═════ Document ═════
@macuso, Can you provide more details?
Yes. The newest DWG version supported by Rhino is 2007. I think a newer version will be great.
When exporting black lines into the DWG drawings and opening afterwards the DWG file with AutoCAD, having a black background in AutoCAD, I can’t see the lines. They remain Black on black background. AutoCAD has a special kind of case for the black lines created in AUtoCAD, if the background is black, the black lines will be displayed white, and reverse, but for the drawings exported from the Rhino, will remain black lines on black background which is unreadable.
Also the exported drawings are not centred in AutoCAD viewport. For every single drawing I need to right-click/Zoom/ZoomExtents and save again the file, this time from AutoCAD. It will be great to be able to open into AutoCAD DWG files created in Rhino and to maintain the actual viewport location, I mean to have the same view in AutoCAD like I do have in Rhino when exporting.
═════ Data excerpts ═════
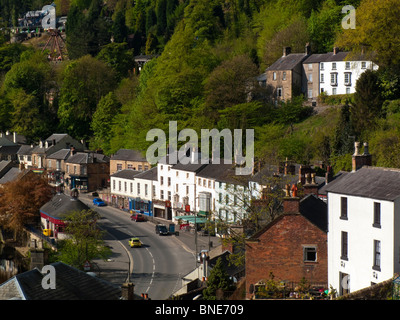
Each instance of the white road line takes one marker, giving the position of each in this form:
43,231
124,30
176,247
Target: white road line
154,269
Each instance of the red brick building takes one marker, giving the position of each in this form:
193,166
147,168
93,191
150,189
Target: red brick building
292,246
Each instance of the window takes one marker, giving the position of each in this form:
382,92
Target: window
343,208
347,78
333,79
377,255
377,215
310,254
344,255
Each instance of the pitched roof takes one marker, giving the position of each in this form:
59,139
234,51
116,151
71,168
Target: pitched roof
311,208
369,182
288,62
71,284
126,174
61,205
128,155
331,57
87,157
148,174
60,154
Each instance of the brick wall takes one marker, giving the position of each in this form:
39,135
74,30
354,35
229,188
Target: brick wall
280,250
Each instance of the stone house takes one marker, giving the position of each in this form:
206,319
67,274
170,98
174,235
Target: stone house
292,246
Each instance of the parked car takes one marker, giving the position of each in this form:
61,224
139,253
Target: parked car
161,229
138,217
135,242
98,202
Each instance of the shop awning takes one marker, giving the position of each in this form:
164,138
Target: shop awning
192,219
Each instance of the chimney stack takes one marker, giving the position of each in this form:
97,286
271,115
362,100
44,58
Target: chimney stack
308,49
286,51
128,291
291,203
360,160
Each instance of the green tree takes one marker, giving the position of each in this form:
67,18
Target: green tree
119,58
85,82
86,242
218,280
103,119
368,102
119,28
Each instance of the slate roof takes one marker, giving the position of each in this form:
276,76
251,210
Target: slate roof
71,284
62,154
128,155
369,182
25,150
61,205
87,157
331,57
126,174
288,62
10,175
311,208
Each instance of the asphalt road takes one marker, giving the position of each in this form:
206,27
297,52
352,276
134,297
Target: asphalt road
157,267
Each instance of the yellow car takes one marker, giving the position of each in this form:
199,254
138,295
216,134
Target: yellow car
135,242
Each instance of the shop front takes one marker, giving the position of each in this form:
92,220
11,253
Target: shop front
141,206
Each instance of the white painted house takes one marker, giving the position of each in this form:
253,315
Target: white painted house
333,73
364,228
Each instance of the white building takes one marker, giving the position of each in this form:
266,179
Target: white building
364,227
333,73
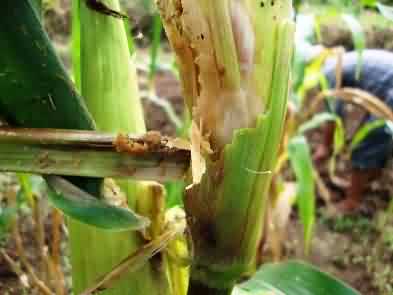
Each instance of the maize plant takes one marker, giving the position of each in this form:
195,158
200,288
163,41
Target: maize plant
234,58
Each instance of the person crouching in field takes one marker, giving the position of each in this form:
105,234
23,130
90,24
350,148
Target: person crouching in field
371,155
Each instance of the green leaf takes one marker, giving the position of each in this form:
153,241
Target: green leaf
339,136
156,44
174,193
292,278
87,209
300,158
386,11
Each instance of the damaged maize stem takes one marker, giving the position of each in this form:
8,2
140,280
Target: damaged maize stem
234,57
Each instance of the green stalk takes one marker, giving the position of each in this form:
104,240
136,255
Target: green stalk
108,84
234,57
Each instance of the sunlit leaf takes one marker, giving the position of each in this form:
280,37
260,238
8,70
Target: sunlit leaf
386,11
292,278
85,208
300,158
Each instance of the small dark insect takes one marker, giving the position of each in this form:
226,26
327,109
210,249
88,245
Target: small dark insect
102,8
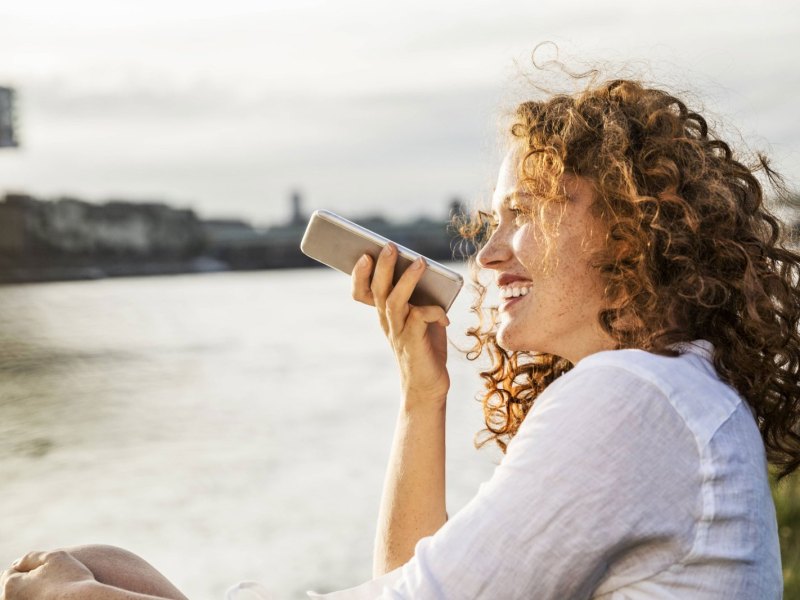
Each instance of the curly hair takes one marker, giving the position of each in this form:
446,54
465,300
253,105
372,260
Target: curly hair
690,251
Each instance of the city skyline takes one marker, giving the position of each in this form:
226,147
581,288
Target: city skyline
229,109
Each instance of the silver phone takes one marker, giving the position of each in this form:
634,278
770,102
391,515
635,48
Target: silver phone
339,243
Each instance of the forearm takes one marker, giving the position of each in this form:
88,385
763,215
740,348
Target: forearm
413,502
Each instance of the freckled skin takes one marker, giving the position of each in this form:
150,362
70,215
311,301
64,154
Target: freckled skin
559,314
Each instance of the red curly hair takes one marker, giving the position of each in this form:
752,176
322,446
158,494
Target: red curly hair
691,251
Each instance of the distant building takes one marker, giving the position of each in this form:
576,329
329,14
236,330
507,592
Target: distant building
299,218
8,123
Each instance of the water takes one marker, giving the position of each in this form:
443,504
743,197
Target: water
225,427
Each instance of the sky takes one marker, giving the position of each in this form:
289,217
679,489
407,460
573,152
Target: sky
362,107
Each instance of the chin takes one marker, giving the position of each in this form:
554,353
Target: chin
511,341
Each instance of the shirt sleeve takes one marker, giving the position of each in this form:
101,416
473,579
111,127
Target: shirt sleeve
602,467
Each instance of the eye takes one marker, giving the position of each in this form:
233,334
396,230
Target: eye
518,213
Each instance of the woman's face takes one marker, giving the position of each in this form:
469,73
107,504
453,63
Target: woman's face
546,310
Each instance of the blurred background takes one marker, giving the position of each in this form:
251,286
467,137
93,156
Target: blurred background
231,418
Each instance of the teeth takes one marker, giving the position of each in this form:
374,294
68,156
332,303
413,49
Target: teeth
514,291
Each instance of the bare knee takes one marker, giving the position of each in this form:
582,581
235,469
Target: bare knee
121,568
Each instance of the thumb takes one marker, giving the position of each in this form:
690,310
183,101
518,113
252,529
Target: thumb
419,317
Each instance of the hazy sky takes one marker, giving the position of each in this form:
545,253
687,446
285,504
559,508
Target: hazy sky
364,107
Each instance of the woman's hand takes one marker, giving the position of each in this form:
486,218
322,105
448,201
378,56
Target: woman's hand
46,576
416,333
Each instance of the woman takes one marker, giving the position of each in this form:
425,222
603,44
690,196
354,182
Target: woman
645,359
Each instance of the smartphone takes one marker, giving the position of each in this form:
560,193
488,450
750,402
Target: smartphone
339,243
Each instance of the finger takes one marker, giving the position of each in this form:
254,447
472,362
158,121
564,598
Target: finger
397,302
419,317
30,561
359,279
383,275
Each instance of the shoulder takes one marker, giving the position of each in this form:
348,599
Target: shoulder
687,384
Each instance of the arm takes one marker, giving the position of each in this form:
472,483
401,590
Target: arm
413,504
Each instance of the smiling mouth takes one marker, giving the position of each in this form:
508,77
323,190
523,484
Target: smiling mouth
511,294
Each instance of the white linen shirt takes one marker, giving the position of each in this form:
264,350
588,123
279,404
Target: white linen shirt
634,476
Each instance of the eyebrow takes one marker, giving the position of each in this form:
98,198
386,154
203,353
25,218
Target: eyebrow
504,202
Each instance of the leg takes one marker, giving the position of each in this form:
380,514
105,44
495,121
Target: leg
119,568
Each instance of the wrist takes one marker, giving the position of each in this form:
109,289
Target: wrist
422,404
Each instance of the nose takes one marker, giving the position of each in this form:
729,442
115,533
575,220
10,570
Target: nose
495,252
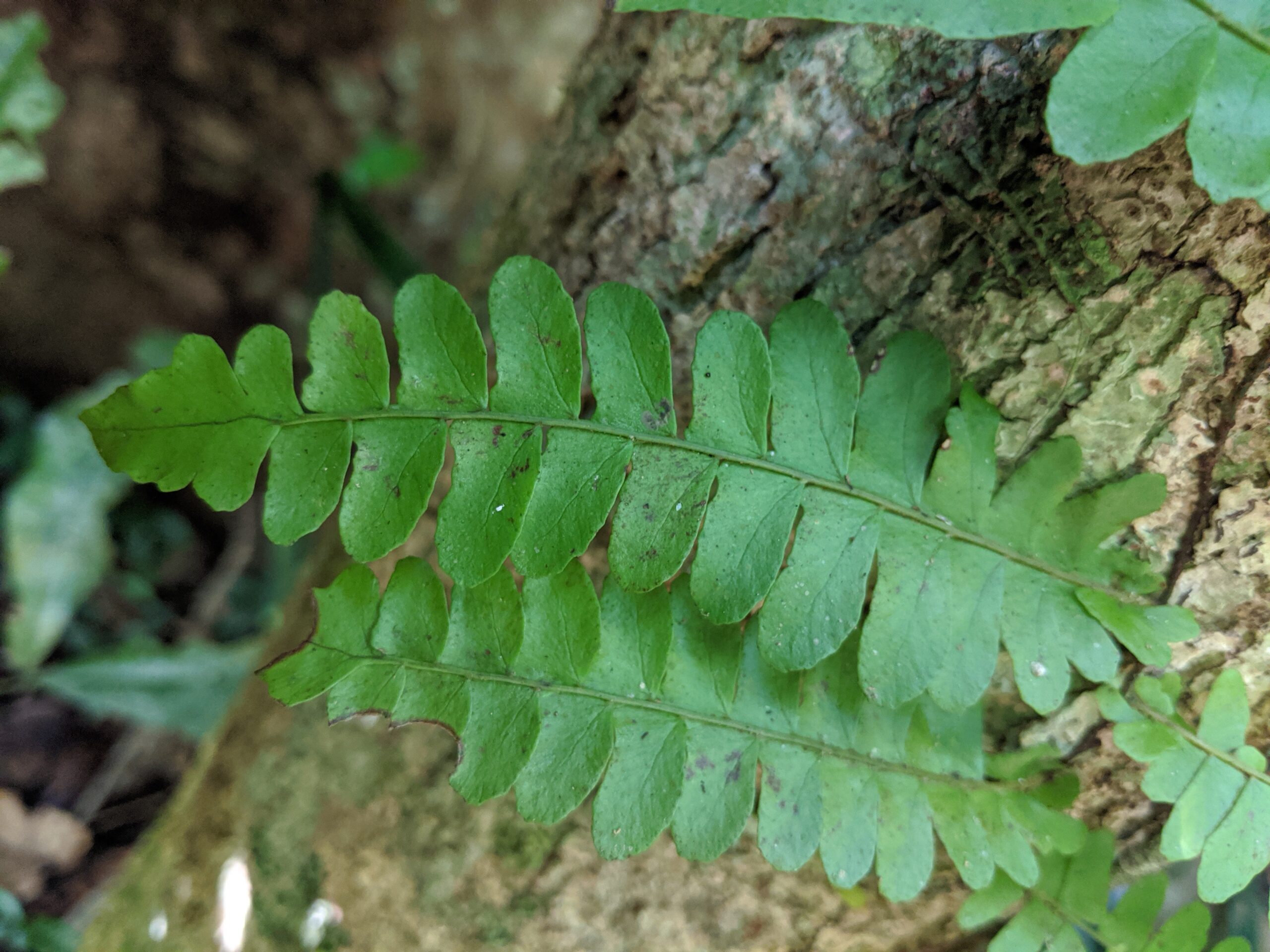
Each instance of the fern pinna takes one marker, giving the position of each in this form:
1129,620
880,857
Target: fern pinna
854,686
═════
* Challenges
(a) According to the forum post about Rhino's DWG export, which DWG version is the newest one Rhino supports?
(b) Summarize the forum post about Rhino's DWG export in two sentences.

* Solutions
(a) 2007

(b) The post asks for support for a DWG version newer than 2007, the newest one Rhino currently supports. It also says that black lines exported from Rhino stay black on a black AutoCAD background instead of displaying white, and that exported drawings are not centered in the AutoCAD viewport, so each one must be zoomed to extents and saved again from AutoCAD.